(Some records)
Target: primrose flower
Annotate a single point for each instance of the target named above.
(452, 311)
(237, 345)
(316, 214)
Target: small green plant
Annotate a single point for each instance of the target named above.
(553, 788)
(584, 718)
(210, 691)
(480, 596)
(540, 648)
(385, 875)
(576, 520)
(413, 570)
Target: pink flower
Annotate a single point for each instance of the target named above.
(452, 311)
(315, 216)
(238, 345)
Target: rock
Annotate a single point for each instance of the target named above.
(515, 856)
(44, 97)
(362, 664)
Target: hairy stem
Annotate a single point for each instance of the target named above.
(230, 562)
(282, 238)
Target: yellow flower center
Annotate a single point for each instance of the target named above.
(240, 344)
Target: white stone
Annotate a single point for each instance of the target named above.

**Stated problem:**
Copy all of the entries above word for word, keeping each line in its original order.

**The completed task:**
Target: primrose flower
Annotate a single point for each instance of the target named above.
(452, 311)
(237, 345)
(316, 214)
Target: small green plant
Annotate a single point for each instance of the target named above.
(553, 788)
(584, 718)
(210, 691)
(480, 596)
(540, 648)
(385, 875)
(576, 520)
(413, 570)
Target: pink flower
Annotate a single point for each instance of the target named above.
(452, 311)
(315, 216)
(238, 345)
Target: rock
Annotate a single point for each instance of the target named above.
(515, 856)
(44, 97)
(362, 664)
Target: hairy stem
Annotate a single point for each instance of the target named above.
(230, 562)
(282, 238)
Target: yellow flower center
Annotate a single point for each instance of the target named above.
(240, 344)
Target: white stone
Annotate a single point for each instance of the target named above.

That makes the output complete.